For the listing below, output exactly the lines from the line with "Wildlife camera-trap request: tag the inflatable bounce" up to and including the line with "Wildlife camera-trap request: tag the black", and no other lines.

(Beginning of Data for review)

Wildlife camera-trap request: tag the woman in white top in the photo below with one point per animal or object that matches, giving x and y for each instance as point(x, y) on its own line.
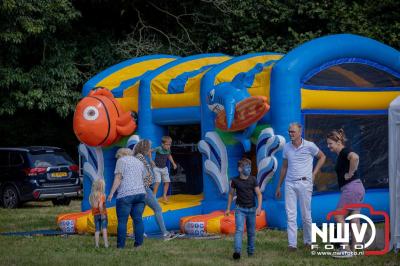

(End of Data for review)
(Beginning of Data for review)

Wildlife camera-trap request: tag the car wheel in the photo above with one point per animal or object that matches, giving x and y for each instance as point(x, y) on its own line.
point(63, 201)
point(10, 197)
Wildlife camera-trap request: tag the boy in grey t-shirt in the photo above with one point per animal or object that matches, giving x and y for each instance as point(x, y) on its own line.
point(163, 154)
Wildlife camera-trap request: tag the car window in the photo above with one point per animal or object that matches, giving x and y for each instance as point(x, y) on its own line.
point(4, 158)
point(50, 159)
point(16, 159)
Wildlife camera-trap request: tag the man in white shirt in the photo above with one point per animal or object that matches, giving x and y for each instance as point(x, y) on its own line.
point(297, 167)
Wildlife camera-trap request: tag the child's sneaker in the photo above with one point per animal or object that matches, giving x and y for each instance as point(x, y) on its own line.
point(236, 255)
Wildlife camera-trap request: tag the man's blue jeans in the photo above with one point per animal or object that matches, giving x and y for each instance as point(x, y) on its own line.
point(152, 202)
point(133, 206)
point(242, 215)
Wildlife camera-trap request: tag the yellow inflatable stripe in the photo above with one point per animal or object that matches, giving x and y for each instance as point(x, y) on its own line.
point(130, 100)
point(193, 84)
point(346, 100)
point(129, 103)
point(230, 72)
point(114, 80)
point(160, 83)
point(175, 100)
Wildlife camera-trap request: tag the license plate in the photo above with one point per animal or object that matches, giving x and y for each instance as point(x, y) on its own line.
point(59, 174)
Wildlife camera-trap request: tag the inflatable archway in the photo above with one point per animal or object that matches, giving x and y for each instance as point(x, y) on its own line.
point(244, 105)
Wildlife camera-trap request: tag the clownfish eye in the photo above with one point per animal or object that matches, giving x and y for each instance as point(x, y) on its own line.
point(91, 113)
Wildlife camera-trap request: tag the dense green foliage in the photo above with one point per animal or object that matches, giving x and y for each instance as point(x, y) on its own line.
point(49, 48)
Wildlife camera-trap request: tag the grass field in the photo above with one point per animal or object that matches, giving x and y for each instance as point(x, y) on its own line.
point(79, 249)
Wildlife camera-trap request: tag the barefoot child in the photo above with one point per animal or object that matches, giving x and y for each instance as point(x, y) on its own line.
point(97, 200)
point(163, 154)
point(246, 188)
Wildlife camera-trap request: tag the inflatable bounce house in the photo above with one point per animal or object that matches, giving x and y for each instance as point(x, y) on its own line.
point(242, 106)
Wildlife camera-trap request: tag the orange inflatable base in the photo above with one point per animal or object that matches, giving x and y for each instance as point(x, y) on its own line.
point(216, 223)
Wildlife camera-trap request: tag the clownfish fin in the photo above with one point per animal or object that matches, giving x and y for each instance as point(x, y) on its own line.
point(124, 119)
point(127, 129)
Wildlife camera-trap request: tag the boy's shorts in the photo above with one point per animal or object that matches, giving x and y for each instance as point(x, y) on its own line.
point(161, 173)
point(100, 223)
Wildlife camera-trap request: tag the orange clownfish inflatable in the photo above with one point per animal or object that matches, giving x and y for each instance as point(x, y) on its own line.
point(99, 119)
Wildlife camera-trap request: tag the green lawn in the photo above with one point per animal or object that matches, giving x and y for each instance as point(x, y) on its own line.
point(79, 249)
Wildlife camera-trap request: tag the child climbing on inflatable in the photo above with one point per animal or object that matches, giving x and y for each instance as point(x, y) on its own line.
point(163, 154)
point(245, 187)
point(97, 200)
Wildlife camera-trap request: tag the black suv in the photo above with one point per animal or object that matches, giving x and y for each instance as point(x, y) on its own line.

(End of Data for review)

Task result —
Wildlife camera-trap request: tag the inflatable bounce house in the photo above with one point per animal or object that matches, giving x and y for each instance as point(x, y) on its own line.
point(242, 106)
Wildlife camera-trap request: tag the orange inflatable base in the photo above with one point per animal or object that matches, giving x and y for each instance as point(x, y) on its own line.
point(216, 223)
Wildlife camera-trap request: tag the clownfish fin in the photo above with one point per animal or object that matches, giving x and y for each instance as point(x, y) on its own line.
point(124, 119)
point(127, 129)
Wildlife camera-trap request: tag the boy's shorts in the photo above with one point per animal or object that matches, giving x and y for each instance as point(x, y) on its own line.
point(161, 173)
point(100, 223)
Wildlife camera-trap request: tag the orange clownfish inflatable in the photo above with one point per animal or object that matches, giving x and y for each instance as point(x, y) on its own line.
point(99, 119)
Wildlife camera-trap request: tag the green lawn in the photo above with one point per animal or object that matches, giving x and y for each instance as point(x, y) on its own line.
point(79, 249)
Wildlife camera-trap request: tag the child climbing on inflatable in the photo above with one point per animal or object that matches, giving x and y for each instance as point(x, y) on its own line.
point(163, 154)
point(245, 187)
point(97, 200)
Wildlife camera-trap request: tag the black suv in the photo above with one point per animal or object that matches, giving x and y for each instance as point(x, y) on its own line.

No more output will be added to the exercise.